What the exercise asks. Output the full listing below exactly, without the pictures.

Dataset.
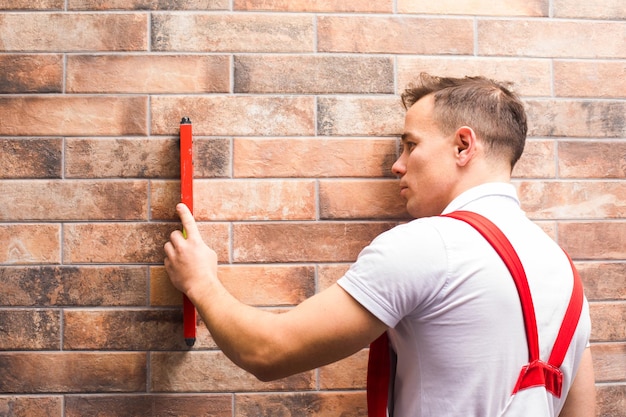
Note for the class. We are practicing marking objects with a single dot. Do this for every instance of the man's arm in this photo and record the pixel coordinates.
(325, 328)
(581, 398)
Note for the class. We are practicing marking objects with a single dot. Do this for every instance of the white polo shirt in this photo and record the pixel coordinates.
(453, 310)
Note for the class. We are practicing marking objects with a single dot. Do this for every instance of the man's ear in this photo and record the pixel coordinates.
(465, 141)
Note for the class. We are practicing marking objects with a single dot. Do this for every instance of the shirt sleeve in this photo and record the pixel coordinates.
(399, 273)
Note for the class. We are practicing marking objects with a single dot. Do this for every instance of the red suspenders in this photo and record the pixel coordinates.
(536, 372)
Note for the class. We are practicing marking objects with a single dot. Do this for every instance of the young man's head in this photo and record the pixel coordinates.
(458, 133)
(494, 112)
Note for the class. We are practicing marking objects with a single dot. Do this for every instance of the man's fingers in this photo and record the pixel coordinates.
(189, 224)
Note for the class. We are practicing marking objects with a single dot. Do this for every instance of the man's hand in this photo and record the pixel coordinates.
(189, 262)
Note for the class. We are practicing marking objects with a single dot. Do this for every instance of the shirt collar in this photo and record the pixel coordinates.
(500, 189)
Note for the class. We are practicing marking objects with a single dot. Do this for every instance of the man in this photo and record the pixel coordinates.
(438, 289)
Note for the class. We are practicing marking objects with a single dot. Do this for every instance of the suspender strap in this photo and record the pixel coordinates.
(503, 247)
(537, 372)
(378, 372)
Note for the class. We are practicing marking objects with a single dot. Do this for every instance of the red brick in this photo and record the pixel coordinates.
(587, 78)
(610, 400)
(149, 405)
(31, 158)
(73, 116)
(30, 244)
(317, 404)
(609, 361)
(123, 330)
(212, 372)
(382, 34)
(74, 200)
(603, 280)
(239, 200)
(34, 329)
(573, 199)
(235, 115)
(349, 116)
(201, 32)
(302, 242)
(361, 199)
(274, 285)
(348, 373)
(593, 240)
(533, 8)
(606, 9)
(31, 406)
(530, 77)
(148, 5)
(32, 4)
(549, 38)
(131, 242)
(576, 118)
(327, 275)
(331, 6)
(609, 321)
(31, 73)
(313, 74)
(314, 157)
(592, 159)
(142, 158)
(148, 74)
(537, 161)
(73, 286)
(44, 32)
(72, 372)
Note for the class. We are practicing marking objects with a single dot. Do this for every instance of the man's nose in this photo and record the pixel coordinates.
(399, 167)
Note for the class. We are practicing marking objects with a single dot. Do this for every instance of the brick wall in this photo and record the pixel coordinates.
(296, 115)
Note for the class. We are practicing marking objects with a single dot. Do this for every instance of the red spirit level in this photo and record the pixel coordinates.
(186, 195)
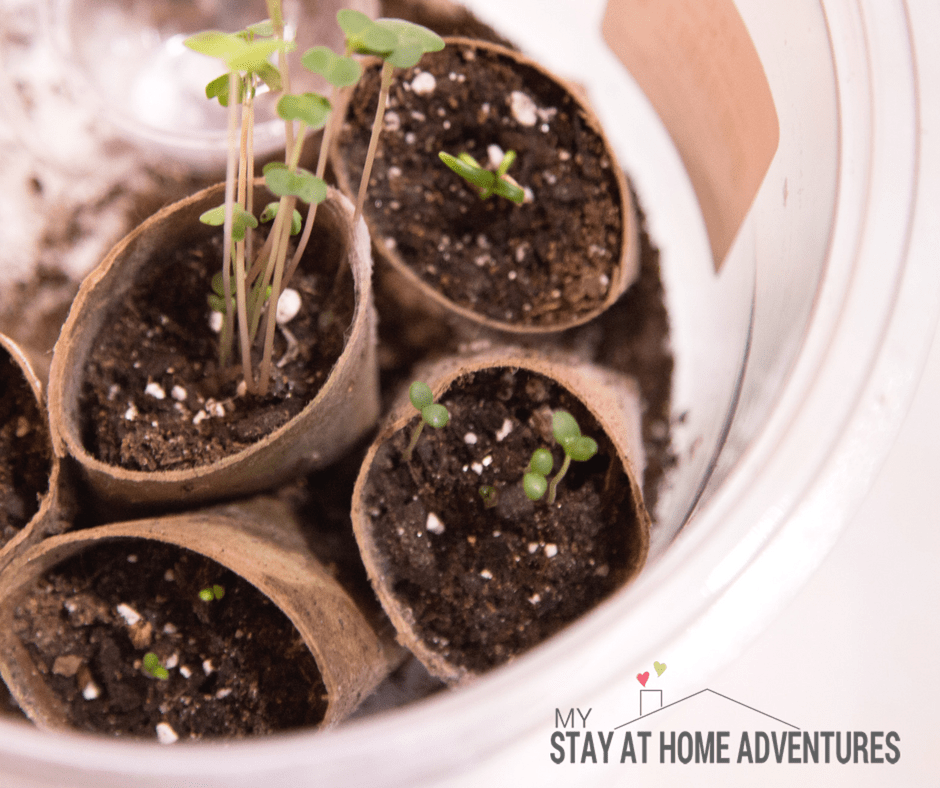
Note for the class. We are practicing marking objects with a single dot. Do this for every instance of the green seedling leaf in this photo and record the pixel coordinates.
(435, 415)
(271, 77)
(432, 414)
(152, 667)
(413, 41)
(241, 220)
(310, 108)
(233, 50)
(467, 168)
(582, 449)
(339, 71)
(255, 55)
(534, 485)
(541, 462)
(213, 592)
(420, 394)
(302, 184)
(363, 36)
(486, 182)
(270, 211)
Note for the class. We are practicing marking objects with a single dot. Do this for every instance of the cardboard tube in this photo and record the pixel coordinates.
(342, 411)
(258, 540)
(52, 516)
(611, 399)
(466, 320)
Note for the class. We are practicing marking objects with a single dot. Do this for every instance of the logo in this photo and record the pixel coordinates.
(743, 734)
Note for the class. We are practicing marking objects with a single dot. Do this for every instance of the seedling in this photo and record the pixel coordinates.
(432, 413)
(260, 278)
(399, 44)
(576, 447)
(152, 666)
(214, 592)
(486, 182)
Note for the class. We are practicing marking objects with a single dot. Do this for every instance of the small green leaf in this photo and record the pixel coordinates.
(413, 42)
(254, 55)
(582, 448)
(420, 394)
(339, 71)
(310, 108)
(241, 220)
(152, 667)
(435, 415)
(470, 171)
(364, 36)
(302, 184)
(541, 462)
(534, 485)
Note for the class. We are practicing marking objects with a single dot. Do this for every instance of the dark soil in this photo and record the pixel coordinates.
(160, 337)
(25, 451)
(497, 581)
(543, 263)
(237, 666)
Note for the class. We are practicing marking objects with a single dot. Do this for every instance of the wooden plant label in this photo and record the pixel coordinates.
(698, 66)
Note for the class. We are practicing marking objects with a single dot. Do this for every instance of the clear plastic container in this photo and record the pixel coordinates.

Solution.
Note for the class. We are practicing marking objects with a single dot. Do this for every instance of the man's arm in this photo and record the pixel coordinates.
(325, 328)
(581, 398)
Note for the class. We are practicing marking objects with a single dot. Do this for every instance of the white polo shirt in this photo and record the pixel coordinates.
(453, 310)
Note for the class. We are practicing marking objects with a single dot. Do this for every instance of the man's ear in this photo and record the pixel coordinates.
(465, 141)
Note for the class. We are practicing marking objects with a single dot. Do this for every instance of the shirt sleeve in this photo and record the pixel coordinates.
(399, 273)
Note for the class. We are practicing marking objects with a single dot. Do this for every instance of the red suspenders in this photo and record the pixel coordinates.
(536, 372)
Note for the class. We are practicing marking objects with a single dot. Do this for every instance of the young man's head in this photo and record the pixel coordinates.
(458, 133)
(494, 112)
Note for the class. We are practicing marking objects with a single dot. Do this for every instance of the man's fingers in this photo and record the pixel coordinates.
(189, 224)
Note for the class. We are practicing marking objects with a single dot. Do this for every instance of the man's hand in this photo and record the pixel coordinates.
(189, 262)
Note for the class. We are practicing marking objects with a single dot. Do this for every instance of the shirt collar in this photo and record the pixel coordinates.
(500, 189)
Note for the class. We are practicing marking objects with a single dot. Do this for every instance of the man in this photo and record the pixel coordinates.
(438, 289)
Note for the class. We are practicing marking objects with a single dot. Do this for every instance of the suspender strap in this photo and record the pixel coordinates.
(503, 247)
(537, 372)
(378, 372)
Note for the class. We are practicing marking objects with a single dot. Do this for every instance of the red brick in this photo and record the pixel coordinates.
(587, 78)
(610, 400)
(149, 405)
(31, 158)
(73, 116)
(30, 244)
(317, 404)
(609, 361)
(123, 330)
(212, 372)
(382, 34)
(74, 200)
(603, 280)
(239, 200)
(34, 329)
(573, 199)
(235, 115)
(349, 116)
(201, 32)
(302, 242)
(361, 199)
(274, 285)
(348, 373)
(593, 240)
(533, 8)
(606, 9)
(31, 406)
(530, 77)
(148, 5)
(32, 4)
(549, 38)
(131, 242)
(576, 118)
(327, 275)
(331, 6)
(609, 321)
(31, 73)
(313, 74)
(314, 157)
(592, 159)
(142, 158)
(148, 74)
(537, 161)
(73, 286)
(44, 32)
(72, 372)
Note for the class. We are practicing marking objects with a single dot. Do this for every instance of the man's nose in this photo and record the pixel coordinates.
(399, 167)
Note for the class. We are practicing marking objects with a single dot. Do this for every instance of the brick wall in this photo and record the pixel coordinates.
(296, 115)
Note for the class. We are practicing marking objects with a single dot. Do this for every instance of the red spirit level in this photo and record the pixel coordinates.
(186, 195)
Note for the class. We are practicing marking objects with a single dot. Do this for every instance of the green seedling leaf in this photo and record the pixel coordinates.
(435, 415)
(271, 77)
(432, 414)
(152, 667)
(413, 41)
(241, 220)
(310, 108)
(233, 50)
(467, 168)
(582, 449)
(339, 71)
(255, 55)
(534, 485)
(541, 462)
(213, 592)
(420, 394)
(302, 184)
(363, 36)
(486, 182)
(270, 211)
Note for the class. We are practicing marking objects with a single dot. Do this for every instance of the cardboard tube in this photo and record the pixel coordinates.
(342, 411)
(258, 540)
(52, 516)
(611, 399)
(466, 320)
Note for the class. We are practicing marking objects with a single dot. Do this for every instance of the logo in this photo and record the pixel coordinates.
(743, 734)
Note for the class. We are practicing marking objects with a single dot. Do this for every instance of the seedling in this photo and record the pixel coordinates.
(432, 413)
(260, 278)
(399, 44)
(576, 447)
(152, 666)
(214, 592)
(486, 182)
Note for the class. We are practicing marking objects with a single dot. Do this for every instance of the small green leaf in this photo and record the pixel coordinates.
(413, 42)
(254, 55)
(582, 448)
(420, 394)
(339, 71)
(310, 108)
(241, 220)
(152, 667)
(435, 415)
(470, 171)
(364, 36)
(302, 184)
(541, 462)
(534, 485)
Note for the class. We are practicing marking objects with a single dot. Do this for every instance of the dark soil in this photo and record the pixel coordinates.
(160, 337)
(25, 451)
(497, 581)
(543, 263)
(237, 666)
Note for the class. We are practicing marking objects with a single dot. Do this for every instance of the wooden plant label in this photo and record the pixel coordinates.
(698, 66)
Note for the class. We are practicing marking objects with a single dot. Do this for every instance of the clear plastic container in this photo and record the pixel coordinates.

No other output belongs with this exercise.